*GIVEN PROBLEM*:
Count the lines in the entries below that contain the word "house", and reply with only that number.

*DATA FOR THIS EXERCISE*:
________________

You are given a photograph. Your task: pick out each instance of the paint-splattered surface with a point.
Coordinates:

________________

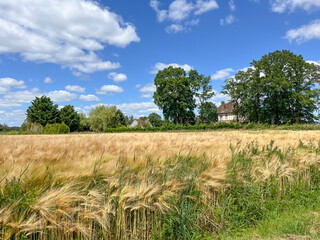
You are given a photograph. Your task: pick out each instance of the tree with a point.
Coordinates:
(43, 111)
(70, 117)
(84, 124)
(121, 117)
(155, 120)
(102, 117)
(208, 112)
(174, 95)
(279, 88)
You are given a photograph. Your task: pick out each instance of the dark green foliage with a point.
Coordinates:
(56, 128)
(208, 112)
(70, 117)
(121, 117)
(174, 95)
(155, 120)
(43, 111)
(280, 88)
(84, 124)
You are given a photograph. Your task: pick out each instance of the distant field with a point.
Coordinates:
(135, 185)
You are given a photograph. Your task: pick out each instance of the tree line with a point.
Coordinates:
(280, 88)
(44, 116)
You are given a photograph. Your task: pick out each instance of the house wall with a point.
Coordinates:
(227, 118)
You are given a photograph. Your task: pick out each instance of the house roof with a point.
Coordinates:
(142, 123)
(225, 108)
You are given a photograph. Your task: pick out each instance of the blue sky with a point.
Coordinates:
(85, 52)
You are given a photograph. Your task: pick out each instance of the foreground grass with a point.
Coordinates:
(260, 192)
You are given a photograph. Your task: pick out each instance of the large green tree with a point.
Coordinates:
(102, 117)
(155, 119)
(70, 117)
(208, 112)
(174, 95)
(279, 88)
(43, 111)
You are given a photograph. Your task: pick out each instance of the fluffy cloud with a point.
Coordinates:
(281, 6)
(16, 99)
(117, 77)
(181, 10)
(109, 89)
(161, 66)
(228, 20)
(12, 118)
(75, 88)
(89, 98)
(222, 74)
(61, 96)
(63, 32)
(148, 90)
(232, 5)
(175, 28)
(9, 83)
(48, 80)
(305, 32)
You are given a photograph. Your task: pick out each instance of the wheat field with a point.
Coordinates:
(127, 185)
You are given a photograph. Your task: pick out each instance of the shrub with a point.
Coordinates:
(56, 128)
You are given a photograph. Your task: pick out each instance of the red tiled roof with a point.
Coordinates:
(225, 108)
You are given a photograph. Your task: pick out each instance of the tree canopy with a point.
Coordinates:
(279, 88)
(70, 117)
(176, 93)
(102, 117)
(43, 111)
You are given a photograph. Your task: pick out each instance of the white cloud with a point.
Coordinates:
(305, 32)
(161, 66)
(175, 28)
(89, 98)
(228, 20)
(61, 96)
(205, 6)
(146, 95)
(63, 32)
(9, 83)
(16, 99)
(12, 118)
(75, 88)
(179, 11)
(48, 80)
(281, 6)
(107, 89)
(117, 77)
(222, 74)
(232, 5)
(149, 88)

________________

*WORKED ANSWER*:
2